- **Passage for review**:
For fl-SNED1, we first employed two ab-initio protein structure prediction algorithms, I-TASSER (36) and QUARK (37), to generate 3D models exclusively based on SNED1’s amino acid sequence, but failed to build a reliable model of fl-SNED1. The best one was generated with I-TASSER and refined with ModRefiner (coordinates file provided in Supplementary File S2). The C-score, which should be comprised between −5 and 2, was −0.98, and the TM-score, which should be higher than 0.5, was 0.59; but the QMEAN was lower than −4 (−13.79) (Supplementary Figure S4, upper panel). Another model was generated with RaptorX (coordinates file provided in Supplementary File S3). The absolute global quality of this model was assessed by global distance test (GDT) and un-normalized GDT (uGDT), which should both be >50. The unrefined model had a uGDT of 597 but a GDT of 43 and a QMEAN of −4.66 (−4.87 for the refined model) (Supplementary Figure S4, lower panel). Both models predict that SNED1 is an elongated protein, which is consistent with the experimental Rh value (~9 nm) calculated by DLS (see above). While imperfect, these first models hint at an elongated structure in which multiple protein/protein interaction domains would be exposed and thus create docking sites for potential interactors.
SNED1 is a glyco-phosphoprotein
A key feature of ECM proteins is their high level of post-translational modifications (PTMs), including glycosylations (38) and phosphorylations (39–41), with these modifications potentially further supporting protein-protein interactions and scaffolding (especially of mineralized tissues in the case of phosphorylations). We thus used several algorithms and queried multiple databases to determine whether SNED1 was predicted to be subject to PTMs (Supplementary Table S2) and further tested experimentally our findings.
Glycosylation and attachment of glycosaminoglycans
13 N-glycosylation sites were predicted in the sequence of human SNED1, including two sites in the N-terminal fragment of SNED1 at Asn145 and Asn204 (Figure 4A and Supplementary Table S2A) as well as 97 O-glycosylation sites (Supplementary Table S2B). dbPTM, the database compiling and curating experimentally verified PTMs, listed Asn886 and Asn977 as being N-glycosylated in murine SNED1 and Ser1247 as being O-glycosylated (Supplementary Table S2D). Of note, NetOGlyc did not predict the glycosylation of Ser1247 while it was detected experimentally. We thus sought to determine whether SNED1 produced in our mammalian culture system was glycosylated. Apparent Mw shift upon PNGase F treatment, which removes N-linked oligosaccharides, was calculated in three independent experiments. The treatment by PNGase F induced a downward shift of ~ 18 kDa in the apparent Mw of fl-SNED1 analyzed by western blot (Figure 4B, left panel), and of ~ 4 kDa in the apparent Mw of the N-terminal fragment of SNED1 (Figure 4B, right panel), demonstrating that both fl-SNED1 and its N-terminal fragment, when secreted by 293T cells, are N-glycosylated. We performed the same experiment using a mix of enzymes containing PNGase F and O-glycosidases but this did not result in a further downward shift of the SNED1 bands detected by western blot, suggesting that fl-SNED1 and its N-terminal fragment are not O-glycosylated when produced by 293T cells (data not shown).

- **Source material**:
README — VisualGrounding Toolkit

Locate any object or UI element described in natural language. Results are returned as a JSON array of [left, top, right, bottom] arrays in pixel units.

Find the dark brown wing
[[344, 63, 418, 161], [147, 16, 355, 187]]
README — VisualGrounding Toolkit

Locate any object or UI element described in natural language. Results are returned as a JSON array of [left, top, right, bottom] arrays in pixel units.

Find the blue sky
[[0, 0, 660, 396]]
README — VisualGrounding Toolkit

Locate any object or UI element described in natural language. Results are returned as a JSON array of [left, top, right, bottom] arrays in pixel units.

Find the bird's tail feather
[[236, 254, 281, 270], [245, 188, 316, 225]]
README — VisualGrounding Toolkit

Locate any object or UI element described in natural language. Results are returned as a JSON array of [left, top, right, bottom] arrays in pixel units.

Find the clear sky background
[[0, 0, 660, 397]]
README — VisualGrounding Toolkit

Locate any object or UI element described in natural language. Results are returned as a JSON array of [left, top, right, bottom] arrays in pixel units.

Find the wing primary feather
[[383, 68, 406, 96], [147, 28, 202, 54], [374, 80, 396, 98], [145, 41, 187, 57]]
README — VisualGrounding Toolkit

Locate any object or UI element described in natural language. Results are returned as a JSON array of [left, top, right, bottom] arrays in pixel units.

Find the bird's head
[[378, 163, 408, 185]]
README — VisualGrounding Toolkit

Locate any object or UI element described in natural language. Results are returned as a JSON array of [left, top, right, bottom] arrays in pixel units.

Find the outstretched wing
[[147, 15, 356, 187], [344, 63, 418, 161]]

- **Required tasks**:
(1) List every asparagine residue that the SNED1 passage names as an N-glycosylation site.
(2) Continue the SNED1 passage from its final sentence.

- **Answers to the tasks**:
(1)
Asn145
Asn204
Asn886
Asn977

(2)
In addition to glycosylation sites, several potential attachment sites of glycosaminoglycans (GAGs) were identified within the sequence of SNED1 including 8 Ser-Gly motifs, 1 Ser-Gly-X-Gly sequence (846SGGG849), and 2 Glu/Asp-X-Ser-Gly sequences, 66EHSG69 and 918EESG921 (Supplementary Figure S5A). However, the incubation of fl-SNED1 with the GAG-depolymerizing enzymes heparinase III or chondroitinase ABC did not induce a decrease in its Mw upon analysis by western blot, suggesting that no GAG chains are attached to recombinant human fl-SNED1 (Supplementary Figure S5B).
Phosphorylation
Sequence analysis also revealed 133 predicted phosphorylation sites in SNED1 (Supplementary Table S2C), including 22 residues within the N-terminal domain of SNED1, and 8 within the NIDO domain. However, it is worth noting that most of these sites are predicted by intracellular kinases not known to modify secreted ECM proteins (Supplementary Table S2C). However, interestingly, 6 residues are predicted to be phosphorylated by casein kinase II which is known to phosphorylate ECM proteins including collagen XVII (ecto-caseinase 2) fibronectin, and vitronectin (41).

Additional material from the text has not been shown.